» **GIVEN TEXT**
Entity
Baofenglong Trade Firm
Gejiu, Yunnan, China
In 1916, a prominent merchant named Li Pinfeng from Shiping County began building a massive tin-smelting complex at No. 42 Baofeng Lane in Gejiu. The construction took ten years, finishing in 1926. To realize his vision, Li assembled a diverse team. He hired a chief engineer from Vietnam, while local craftsmen from Tonghai and Shiping executed the masonry and carpentry. They used materials shipped from France alongside local Yunnan resources, creating a fortified castle that climbed the sloping hillside.
The architecture reflects this global meeting of styles. The eastern gate tower features a French-style four-sloped roof covered in red flat tiles. On its second floor, a three-bay performance stage contains wooden railings, curved "beauty-leans" benches, and diamond-pattern wooden flooring. Nearby, the flat-roofed main building stands with yellow exterior walls, a blue stone archway, and double-leaf wooden-glass windows set into heavy stone frames. Inside, French-style floor tiles line the rooms. Adjacent to this, the left wing showcases traditional Chinese design, built with fine-jointed green bricks and a single-eaved gray tube-and-plate tile hard mountain roof. It houses a stone milling room. On the defensive perimeter, the left watchtower still features narrow shooting holes cut into its north, east, and south brick walls.

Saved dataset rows
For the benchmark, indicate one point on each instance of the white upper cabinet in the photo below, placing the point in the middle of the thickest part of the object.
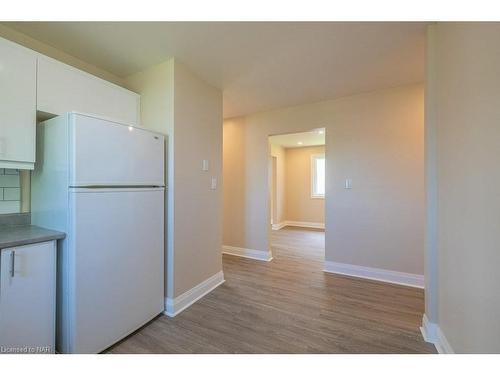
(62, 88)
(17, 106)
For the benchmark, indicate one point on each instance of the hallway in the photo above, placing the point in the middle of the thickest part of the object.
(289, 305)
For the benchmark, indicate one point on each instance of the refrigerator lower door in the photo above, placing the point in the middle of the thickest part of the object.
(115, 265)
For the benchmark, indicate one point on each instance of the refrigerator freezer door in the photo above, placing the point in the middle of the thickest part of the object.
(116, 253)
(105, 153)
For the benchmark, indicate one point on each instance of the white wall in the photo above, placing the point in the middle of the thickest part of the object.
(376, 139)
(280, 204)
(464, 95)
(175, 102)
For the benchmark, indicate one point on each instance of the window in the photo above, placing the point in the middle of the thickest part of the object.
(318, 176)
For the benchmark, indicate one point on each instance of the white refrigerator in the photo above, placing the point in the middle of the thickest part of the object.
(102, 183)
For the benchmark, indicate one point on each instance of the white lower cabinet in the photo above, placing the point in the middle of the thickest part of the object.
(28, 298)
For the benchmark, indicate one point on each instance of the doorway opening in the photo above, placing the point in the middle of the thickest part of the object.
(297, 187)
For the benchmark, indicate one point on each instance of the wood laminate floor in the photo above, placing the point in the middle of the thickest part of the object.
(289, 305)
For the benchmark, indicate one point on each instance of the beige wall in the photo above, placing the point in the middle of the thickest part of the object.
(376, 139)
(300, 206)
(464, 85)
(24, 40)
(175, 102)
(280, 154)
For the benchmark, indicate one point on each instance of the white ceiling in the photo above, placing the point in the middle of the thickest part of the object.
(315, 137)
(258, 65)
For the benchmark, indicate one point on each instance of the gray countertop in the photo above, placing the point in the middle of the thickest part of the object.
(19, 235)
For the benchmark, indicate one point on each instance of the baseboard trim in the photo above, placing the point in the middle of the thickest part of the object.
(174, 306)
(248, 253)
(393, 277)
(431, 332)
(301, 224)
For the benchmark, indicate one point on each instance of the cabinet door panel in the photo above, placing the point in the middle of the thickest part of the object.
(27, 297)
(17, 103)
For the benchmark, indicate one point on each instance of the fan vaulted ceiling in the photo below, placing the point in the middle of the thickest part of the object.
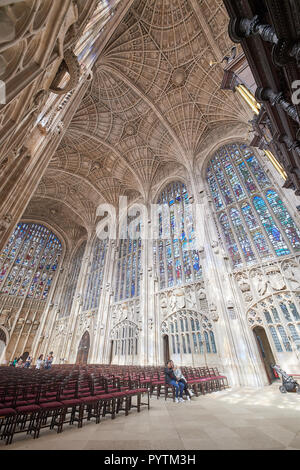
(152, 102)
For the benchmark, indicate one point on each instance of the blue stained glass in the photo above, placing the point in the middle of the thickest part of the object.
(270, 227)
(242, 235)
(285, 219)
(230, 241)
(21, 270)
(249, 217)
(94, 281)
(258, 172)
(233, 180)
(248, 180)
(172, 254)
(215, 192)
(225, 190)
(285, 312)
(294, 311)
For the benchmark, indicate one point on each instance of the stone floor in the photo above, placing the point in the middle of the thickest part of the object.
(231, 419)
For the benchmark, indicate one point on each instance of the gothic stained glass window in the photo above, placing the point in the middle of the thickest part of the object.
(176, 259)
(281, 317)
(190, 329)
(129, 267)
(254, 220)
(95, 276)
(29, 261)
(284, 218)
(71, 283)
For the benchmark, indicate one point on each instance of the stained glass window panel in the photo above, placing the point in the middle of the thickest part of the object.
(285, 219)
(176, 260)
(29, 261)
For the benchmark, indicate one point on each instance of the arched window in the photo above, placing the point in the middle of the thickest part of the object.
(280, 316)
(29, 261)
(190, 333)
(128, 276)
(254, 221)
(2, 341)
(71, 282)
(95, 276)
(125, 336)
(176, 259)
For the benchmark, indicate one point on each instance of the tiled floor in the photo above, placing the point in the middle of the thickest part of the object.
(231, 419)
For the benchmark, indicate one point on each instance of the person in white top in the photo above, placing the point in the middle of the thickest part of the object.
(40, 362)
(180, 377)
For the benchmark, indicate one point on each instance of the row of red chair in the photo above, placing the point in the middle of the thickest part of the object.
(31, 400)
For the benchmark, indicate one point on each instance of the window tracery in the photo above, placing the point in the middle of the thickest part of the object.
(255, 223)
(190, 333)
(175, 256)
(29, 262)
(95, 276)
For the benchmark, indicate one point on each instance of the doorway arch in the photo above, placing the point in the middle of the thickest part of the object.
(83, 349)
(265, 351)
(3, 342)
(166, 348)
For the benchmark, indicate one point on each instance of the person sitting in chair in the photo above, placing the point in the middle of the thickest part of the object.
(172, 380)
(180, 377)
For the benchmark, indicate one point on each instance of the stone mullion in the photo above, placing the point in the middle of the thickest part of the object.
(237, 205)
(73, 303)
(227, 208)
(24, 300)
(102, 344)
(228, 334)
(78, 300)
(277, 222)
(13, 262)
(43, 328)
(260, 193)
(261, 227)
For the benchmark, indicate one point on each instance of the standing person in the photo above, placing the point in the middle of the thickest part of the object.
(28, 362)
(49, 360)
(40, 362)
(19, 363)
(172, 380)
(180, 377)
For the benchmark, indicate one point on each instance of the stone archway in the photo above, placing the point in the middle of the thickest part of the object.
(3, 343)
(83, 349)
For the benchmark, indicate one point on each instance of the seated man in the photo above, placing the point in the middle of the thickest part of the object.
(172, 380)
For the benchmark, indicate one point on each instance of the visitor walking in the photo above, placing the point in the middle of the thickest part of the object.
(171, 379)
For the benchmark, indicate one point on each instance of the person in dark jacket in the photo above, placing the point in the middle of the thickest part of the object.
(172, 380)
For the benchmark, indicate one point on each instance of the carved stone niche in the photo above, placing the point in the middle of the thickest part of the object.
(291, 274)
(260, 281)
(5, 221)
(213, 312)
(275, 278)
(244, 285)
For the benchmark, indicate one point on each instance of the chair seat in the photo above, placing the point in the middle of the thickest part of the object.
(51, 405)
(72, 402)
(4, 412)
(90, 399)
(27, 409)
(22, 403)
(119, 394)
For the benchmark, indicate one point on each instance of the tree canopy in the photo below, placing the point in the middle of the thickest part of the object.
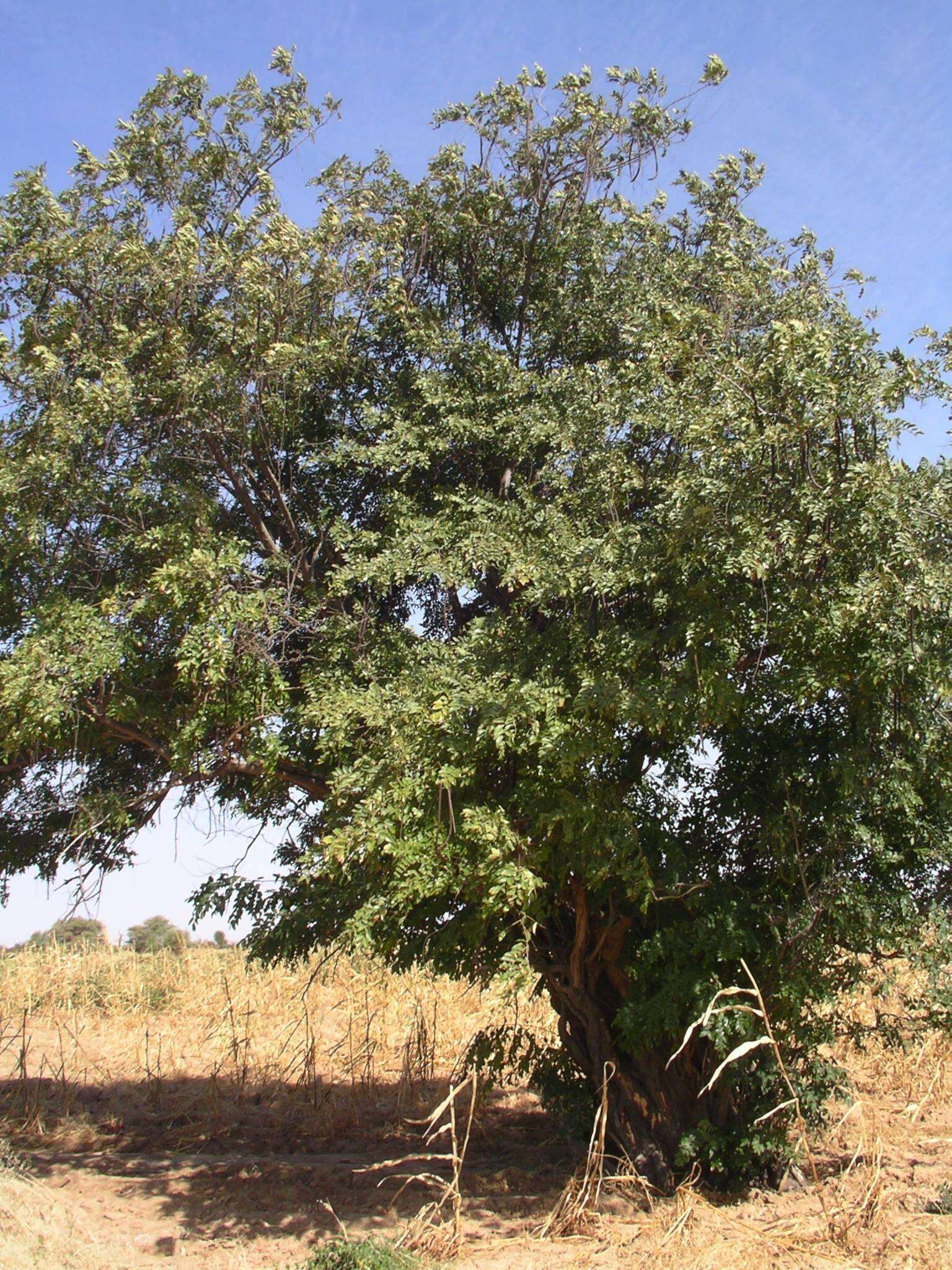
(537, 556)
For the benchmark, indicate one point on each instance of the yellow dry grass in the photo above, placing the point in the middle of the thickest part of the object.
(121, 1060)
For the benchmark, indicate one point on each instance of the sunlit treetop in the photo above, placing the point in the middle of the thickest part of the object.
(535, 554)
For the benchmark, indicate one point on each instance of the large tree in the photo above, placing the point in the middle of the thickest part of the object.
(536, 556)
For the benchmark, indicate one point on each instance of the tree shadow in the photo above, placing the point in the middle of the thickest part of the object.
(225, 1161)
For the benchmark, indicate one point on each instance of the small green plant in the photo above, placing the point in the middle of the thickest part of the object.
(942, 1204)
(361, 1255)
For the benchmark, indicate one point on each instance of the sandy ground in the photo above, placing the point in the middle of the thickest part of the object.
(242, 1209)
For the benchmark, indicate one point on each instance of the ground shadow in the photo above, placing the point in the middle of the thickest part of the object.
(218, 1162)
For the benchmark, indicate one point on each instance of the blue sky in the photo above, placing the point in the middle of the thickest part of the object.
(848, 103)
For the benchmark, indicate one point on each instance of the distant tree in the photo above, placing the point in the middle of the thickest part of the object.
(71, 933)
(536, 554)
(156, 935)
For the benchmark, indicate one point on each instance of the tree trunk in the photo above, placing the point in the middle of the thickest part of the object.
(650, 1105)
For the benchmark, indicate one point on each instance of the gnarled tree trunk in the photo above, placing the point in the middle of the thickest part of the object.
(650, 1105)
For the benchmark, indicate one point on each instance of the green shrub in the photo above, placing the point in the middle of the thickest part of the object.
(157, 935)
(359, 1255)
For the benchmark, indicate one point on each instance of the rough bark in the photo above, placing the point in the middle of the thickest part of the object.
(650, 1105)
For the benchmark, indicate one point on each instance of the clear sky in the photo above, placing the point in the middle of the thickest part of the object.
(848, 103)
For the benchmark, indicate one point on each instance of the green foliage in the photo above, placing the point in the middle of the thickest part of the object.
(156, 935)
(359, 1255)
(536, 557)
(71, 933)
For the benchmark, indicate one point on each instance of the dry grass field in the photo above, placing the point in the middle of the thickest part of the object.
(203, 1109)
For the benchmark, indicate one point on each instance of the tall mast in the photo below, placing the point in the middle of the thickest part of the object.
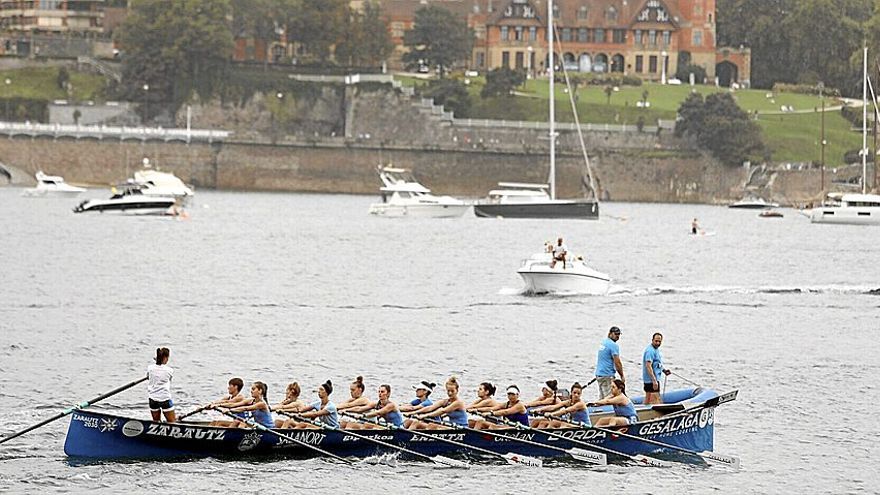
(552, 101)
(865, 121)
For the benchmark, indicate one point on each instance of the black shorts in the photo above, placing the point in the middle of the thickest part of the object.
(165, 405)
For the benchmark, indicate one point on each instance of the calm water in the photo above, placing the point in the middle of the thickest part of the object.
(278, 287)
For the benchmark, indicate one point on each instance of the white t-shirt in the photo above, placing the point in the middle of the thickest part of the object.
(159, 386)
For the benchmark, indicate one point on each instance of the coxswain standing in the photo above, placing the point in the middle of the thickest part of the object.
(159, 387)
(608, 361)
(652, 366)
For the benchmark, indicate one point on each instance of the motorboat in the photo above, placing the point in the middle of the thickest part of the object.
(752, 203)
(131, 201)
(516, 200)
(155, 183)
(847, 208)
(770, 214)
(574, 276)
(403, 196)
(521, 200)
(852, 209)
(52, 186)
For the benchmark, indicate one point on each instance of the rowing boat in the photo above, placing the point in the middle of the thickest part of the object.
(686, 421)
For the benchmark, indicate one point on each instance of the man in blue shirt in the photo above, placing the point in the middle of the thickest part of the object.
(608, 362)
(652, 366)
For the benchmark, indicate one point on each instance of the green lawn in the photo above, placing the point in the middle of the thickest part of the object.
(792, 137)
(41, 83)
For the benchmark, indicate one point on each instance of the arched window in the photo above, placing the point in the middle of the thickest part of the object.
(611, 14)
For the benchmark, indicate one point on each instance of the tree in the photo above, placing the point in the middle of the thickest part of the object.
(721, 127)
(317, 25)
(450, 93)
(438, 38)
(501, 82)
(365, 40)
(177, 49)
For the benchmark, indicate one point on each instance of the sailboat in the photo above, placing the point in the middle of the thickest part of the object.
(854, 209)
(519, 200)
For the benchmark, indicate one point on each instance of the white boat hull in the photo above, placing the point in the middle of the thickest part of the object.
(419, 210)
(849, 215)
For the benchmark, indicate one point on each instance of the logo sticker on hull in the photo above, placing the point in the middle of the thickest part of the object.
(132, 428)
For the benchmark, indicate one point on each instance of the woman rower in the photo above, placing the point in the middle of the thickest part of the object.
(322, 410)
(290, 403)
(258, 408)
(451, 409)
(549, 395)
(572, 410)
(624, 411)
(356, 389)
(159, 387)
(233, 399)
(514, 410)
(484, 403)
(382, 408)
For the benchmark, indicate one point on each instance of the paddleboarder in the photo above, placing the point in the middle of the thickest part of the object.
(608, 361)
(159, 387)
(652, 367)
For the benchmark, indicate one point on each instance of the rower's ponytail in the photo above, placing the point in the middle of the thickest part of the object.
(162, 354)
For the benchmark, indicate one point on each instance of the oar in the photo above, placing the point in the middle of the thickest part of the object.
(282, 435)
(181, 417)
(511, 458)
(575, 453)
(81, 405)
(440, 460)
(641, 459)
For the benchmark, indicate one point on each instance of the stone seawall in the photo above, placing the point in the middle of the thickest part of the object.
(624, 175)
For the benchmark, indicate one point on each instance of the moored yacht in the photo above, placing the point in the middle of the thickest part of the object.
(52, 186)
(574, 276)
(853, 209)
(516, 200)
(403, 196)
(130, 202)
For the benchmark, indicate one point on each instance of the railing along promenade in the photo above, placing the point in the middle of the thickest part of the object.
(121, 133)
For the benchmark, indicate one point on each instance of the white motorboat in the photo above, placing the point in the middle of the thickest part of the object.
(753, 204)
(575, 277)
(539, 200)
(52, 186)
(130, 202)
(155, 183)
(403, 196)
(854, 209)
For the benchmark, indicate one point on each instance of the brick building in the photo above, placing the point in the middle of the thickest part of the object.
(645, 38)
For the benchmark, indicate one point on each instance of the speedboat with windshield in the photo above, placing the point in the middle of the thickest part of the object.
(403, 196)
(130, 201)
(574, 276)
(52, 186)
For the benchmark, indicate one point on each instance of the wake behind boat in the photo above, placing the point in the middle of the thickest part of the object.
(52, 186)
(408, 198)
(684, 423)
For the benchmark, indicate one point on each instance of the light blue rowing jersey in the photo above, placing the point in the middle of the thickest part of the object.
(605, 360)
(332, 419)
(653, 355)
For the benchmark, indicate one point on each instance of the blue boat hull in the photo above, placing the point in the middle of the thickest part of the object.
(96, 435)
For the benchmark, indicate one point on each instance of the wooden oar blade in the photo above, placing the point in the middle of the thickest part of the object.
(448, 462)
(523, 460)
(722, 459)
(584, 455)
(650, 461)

» **REQUIRED WORK**
Answer these questions from the text about the Baofenglong Trade Firm, one per line:
1. In what year was construction of the complex finished?
2. What color are the exterior walls of the main building?
3. Which walls of the left watchtower have shooting holes?
These rows were taken from a different source than the text.

» **TASK RESULT**
1. 1926
2. Yellow
3. The north, east, and south brick walls